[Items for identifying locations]
* START *
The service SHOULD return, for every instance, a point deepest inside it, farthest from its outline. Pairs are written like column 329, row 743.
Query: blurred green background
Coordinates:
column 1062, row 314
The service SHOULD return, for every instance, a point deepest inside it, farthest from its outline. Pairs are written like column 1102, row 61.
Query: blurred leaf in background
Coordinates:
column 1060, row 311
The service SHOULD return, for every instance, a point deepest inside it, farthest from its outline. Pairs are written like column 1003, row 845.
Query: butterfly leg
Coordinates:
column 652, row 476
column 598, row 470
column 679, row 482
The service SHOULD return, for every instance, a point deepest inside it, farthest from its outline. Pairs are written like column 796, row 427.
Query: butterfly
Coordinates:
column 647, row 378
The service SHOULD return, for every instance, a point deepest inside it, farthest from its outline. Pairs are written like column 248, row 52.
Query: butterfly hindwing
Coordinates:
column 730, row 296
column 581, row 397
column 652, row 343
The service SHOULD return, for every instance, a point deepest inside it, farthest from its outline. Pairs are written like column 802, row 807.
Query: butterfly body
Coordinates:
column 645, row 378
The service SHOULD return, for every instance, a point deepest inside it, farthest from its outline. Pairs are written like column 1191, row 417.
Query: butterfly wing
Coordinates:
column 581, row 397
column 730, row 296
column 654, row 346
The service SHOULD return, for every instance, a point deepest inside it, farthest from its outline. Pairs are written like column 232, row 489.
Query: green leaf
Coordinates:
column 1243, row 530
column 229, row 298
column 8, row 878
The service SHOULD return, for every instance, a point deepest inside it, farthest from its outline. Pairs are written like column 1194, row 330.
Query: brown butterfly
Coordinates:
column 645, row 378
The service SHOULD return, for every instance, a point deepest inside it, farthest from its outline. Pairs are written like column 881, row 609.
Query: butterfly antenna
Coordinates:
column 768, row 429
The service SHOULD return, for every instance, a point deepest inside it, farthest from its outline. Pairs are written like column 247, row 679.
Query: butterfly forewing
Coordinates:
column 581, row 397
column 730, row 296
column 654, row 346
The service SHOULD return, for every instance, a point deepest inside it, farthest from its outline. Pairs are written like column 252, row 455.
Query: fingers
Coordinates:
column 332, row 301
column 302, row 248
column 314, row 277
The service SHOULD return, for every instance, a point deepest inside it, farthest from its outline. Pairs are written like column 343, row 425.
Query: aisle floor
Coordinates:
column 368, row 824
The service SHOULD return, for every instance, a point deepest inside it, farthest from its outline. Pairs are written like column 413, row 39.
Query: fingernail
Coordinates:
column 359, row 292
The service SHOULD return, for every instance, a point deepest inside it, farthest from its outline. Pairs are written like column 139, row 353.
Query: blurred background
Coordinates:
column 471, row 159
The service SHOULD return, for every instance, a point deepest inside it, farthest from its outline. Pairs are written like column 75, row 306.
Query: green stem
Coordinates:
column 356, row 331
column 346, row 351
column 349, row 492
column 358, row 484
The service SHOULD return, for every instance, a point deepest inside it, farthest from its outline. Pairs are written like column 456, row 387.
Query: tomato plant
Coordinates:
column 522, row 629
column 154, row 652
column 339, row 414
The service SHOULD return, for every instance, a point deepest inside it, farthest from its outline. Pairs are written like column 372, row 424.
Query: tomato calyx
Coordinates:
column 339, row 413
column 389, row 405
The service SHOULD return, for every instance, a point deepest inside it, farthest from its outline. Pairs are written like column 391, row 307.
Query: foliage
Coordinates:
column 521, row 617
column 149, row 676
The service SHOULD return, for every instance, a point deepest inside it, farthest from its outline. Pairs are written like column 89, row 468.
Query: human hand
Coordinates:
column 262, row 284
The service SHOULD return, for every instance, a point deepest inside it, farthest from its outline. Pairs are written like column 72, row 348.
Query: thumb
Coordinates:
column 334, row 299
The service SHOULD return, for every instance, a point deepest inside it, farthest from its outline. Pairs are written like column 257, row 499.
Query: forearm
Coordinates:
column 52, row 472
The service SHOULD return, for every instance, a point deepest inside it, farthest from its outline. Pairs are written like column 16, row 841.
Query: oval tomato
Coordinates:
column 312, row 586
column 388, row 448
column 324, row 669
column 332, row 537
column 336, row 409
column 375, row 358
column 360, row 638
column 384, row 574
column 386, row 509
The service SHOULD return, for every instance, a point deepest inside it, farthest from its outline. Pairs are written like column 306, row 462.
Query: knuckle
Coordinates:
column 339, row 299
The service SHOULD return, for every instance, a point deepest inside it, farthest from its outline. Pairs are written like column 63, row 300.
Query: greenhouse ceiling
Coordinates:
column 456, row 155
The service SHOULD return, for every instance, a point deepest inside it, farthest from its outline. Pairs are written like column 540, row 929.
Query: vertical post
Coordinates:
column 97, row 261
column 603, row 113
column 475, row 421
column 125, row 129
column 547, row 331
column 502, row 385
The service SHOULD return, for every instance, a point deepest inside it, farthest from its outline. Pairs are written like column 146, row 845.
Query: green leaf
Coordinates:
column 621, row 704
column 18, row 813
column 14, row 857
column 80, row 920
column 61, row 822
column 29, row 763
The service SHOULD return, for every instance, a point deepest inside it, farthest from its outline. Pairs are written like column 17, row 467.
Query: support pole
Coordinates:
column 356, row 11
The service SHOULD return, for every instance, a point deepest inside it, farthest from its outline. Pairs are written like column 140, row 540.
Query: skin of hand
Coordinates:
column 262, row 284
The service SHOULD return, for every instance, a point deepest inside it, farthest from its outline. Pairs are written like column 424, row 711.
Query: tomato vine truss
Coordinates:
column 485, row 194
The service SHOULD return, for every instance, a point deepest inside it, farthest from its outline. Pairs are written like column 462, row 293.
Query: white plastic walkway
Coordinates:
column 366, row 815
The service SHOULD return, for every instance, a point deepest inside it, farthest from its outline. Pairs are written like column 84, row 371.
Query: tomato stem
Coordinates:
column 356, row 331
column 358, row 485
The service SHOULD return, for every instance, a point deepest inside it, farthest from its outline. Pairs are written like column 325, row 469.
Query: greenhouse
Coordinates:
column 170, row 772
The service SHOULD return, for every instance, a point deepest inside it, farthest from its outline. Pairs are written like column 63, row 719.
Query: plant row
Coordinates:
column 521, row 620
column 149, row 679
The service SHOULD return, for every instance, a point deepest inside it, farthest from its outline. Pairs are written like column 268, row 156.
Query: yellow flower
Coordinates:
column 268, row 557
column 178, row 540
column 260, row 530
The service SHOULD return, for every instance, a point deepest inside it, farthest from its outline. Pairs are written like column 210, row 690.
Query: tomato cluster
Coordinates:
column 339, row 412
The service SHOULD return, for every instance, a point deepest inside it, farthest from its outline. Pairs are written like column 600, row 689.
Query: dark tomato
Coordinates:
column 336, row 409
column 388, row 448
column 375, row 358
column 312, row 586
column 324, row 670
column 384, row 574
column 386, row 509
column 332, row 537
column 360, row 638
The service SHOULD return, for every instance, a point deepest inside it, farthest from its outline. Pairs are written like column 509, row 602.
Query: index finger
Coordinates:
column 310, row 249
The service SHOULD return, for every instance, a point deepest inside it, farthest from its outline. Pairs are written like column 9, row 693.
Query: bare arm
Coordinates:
* END *
■ Exercise task ■
Rewrite every line of the listing above as a numbered list, leaving out any blank lines.

■ The reply ■
1. The service SHOULD return, for every instance, a point deepest inside it, farthest from its outline. Pairs are written like column 329, row 743.
2. Query: blurred green background
3. Coordinates:
4. column 1062, row 314
5. The service SHOULD return, for every instance, a point deepest inside it, farthest from its outline. Pairs are written like column 1102, row 61.
6. Query: blurred leaf in background
7. Coordinates:
8. column 1060, row 311
9. The service SHOULD return, for every instance, a point deepest inside it, farthest from its outline. Pairs are written like column 1003, row 845.
10. Query: butterfly leg
11. Coordinates:
12. column 652, row 476
13. column 598, row 470
14. column 679, row 482
15. The service SHOULD return, for every instance, a point deepest inside it, farthest from its outline. Pairs are written like column 796, row 427.
16. Query: butterfly
17. Coordinates:
18. column 647, row 378
19. The service SHOULD return, for every instance, a point deepest inside it, farthest from its outline. Pairs are written like column 248, row 52.
20. Query: butterfly hindwing
21. Coordinates:
22. column 730, row 296
23. column 581, row 397
24. column 652, row 343
25. The service SHOULD return, for every instance, a point deepest inside it, farthest from its outline. Pairs are written like column 802, row 807.
26. Query: butterfly body
27. Coordinates:
28. column 645, row 378
29. The service SHOULD return, for every instance, a point deepest inside it, farthest from its outline. Pairs are written like column 1191, row 417.
30. Query: butterfly wing
31. Coordinates:
32. column 581, row 397
33. column 730, row 296
34. column 654, row 346
35. The service SHOULD return, for every instance, a point deepest inside it, farthest from its outline. Pairs are written like column 232, row 489.
36. Query: green leaf
37. Coordinates:
38. column 1243, row 530
39. column 229, row 298
40. column 8, row 878
41. The service SHOULD return, for every instance, a point deepest inside it, farthest from its outline. Pairs are written like column 1194, row 330.
42. Query: brown butterfly
43. Coordinates:
44. column 645, row 378
45. The service SHOULD return, for every instance, a point deepest inside it, farthest from its outline. Pairs are written like column 881, row 609.
46. Query: butterfly antenna
47. Coordinates:
48. column 768, row 429
49. The service SHOULD return, for every instance, a point deepest inside it, farthest from its outline. Pairs are written like column 247, row 679.
50. Query: butterfly forewing
51. Coordinates:
52. column 581, row 397
53. column 730, row 296
54. column 654, row 346
55. The service SHOULD return, for every instance, a point deepest inside it, farthest from its outline. Pairs are written like column 252, row 455.
56. Query: fingers
57. Coordinates:
58. column 332, row 301
59. column 302, row 248
60. column 314, row 277
61. The service SHOULD return, for every instance, a point deepest inside it, farthest from its outline. Pairs are written like column 343, row 425.
62. Query: aisle floor
63. Coordinates:
64. column 368, row 824
65. The service SHOULD return, for every instance, a point deepest inside it, farthest from its outline. Pairs are written like column 413, row 39.
66. Query: fingernail
67. Coordinates:
68. column 359, row 292
69. The service SHOULD return, for every instance, a point deepest inside it, farthest from its outline. Pairs are written like column 139, row 353.
70. Query: blurred background
71. Coordinates:
72. column 471, row 159
73. The service SHOULD return, for every instance, a point deepest inside it, farthest from its outline. Pairs are written like column 75, row 306.
74. Query: green stem
75. Coordinates:
76. column 356, row 331
77. column 346, row 351
78. column 349, row 492
79. column 358, row 484
80. The service SHOULD return, for every instance, a point deepest inside it, farthest from its outline. Pairs are written like column 456, row 387.
81. Query: tomato plant
82. Coordinates:
83. column 522, row 629
84. column 154, row 652
85. column 339, row 414
86. The service SHOULD return, for every instance, a point deepest inside it, farthest from its outline. Pairs are written like column 372, row 424.
87. Query: tomato calyx
88. Coordinates:
89. column 339, row 413
90. column 389, row 405
91. The service SHOULD return, for every instance, a point deepest inside it, farthest from its outline. Pairs are written like column 391, row 307.
92. Query: foliage
93. Coordinates:
94. column 521, row 617
95. column 149, row 676
96. The service SHOULD return, for every instance, a point deepest inside it, farthest from its outline. Pairs are written like column 89, row 468.
97. Query: human hand
98. Coordinates:
99. column 262, row 284
100. The service SHOULD return, for every instance, a point deepest inside it, farthest from its outline. Pairs are written like column 72, row 348.
101. Query: thumb
102. Coordinates:
103. column 334, row 299
104. The service SHOULD return, for every instance, a point deepest inside it, farthest from its outline. Pairs are written like column 257, row 499.
105. Query: forearm
106. Coordinates:
107. column 52, row 472
108. The service SHOULD return, for every instance, a point deepest inside it, farthest from its outline. Pairs are written like column 16, row 841.
109. Query: oval tomato
110. Coordinates:
111. column 312, row 586
112. column 388, row 448
113. column 324, row 669
114. column 332, row 537
115. column 336, row 409
116. column 375, row 358
117. column 360, row 638
118. column 384, row 574
119. column 386, row 509
120. The service SHOULD return, for every instance, a point deepest inside it, farthest from its outline. Pairs are written like column 306, row 462.
121. Query: knuckle
122. Coordinates:
123. column 339, row 299
124. The service SHOULD return, for every instance, a point deepest inside it, farthest from its outline. Pairs are written like column 63, row 300.
125. Query: greenhouse ceiling
126. Coordinates:
127. column 456, row 155
128. The service SHOULD return, for every instance, a point deepest inside it, farthest from its outline. Pairs are written like column 540, row 929.
129. Query: vertical post
130. Coordinates:
131. column 97, row 261
132. column 603, row 113
133. column 475, row 421
134. column 125, row 129
135. column 547, row 331
136. column 502, row 385
137. The service SHOULD return, for every instance, a point deepest inside it, farthest from its outline. Pairs are written like column 146, row 845.
138. Query: green leaf
139. Coordinates:
140. column 621, row 704
141. column 18, row 813
142. column 14, row 857
143. column 80, row 920
144. column 61, row 822
145. column 29, row 763
146. The service SHOULD return, for every instance, a point deepest inside it, farthest from its outline. Pairs are written like column 17, row 467.
147. Query: support pole
148. Coordinates:
149. column 356, row 11
150. The service SHOULD return, for every instance, a point deepest inside it, farthest from its outline. Pairs are written like column 140, row 540.
151. Query: skin of hand
152. Coordinates:
153. column 262, row 284
154. The service SHOULD return, for every instance, a point deepest inside it, farthest from its outline. Pairs are written like column 424, row 711.
155. Query: tomato vine truss
156. Coordinates:
157. column 485, row 194
158. The service SHOULD return, for every instance, a point deepest inside it, farthest from its outline. Pairs are written like column 462, row 293.
159. Query: white plastic walkway
160. Coordinates:
161. column 366, row 815
162. The service SHOULD return, for every instance, a point deepest inside it, farthest from its outline. Pairs are written like column 84, row 371.
163. Query: tomato stem
164. Coordinates:
165. column 356, row 331
166. column 358, row 485
167. The service SHOULD return, for every instance, a point deepest inside it, farthest from its outline. Pairs are written like column 325, row 469.
168. Query: greenhouse
169. Coordinates:
170. column 170, row 772
171. The service SHOULD return, for every instance, a point deepest inside it, farthest from its outline. Pairs are written like column 63, row 719.
172. Query: plant row
173. Coordinates:
174. column 521, row 620
175. column 149, row 679
176. The service SHOULD return, for every instance, a point deepest inside it, farthest from its outline. Pairs are written like column 268, row 156.
177. Query: yellow flower
178. Coordinates:
179. column 268, row 557
180. column 178, row 540
181. column 260, row 530
182. The service SHOULD return, for every instance, a point deepest inside it, farthest from its outline. Pairs are written like column 210, row 690.
183. Query: tomato cluster
184. Coordinates:
185. column 339, row 412
186. The service SHOULD return, for every instance, a point deepest inside it, farthest from its outline. Pairs are written like column 600, row 689.
187. Query: dark tomato
188. Coordinates:
189. column 336, row 409
190. column 388, row 448
191. column 375, row 358
192. column 312, row 586
193. column 324, row 670
194. column 384, row 574
195. column 386, row 509
196. column 332, row 537
197. column 360, row 638
198. The service SHOULD return, for every instance, a point deepest inside it, farthest from its outline. Pairs are written like column 509, row 602.
199. Query: index finger
200. Coordinates:
201. column 310, row 249
202. The service SHOULD return, for every instance, a point deepest inside it, farthest from its outline. Pairs are written like column 9, row 693.
203. Query: bare arm
204. Coordinates:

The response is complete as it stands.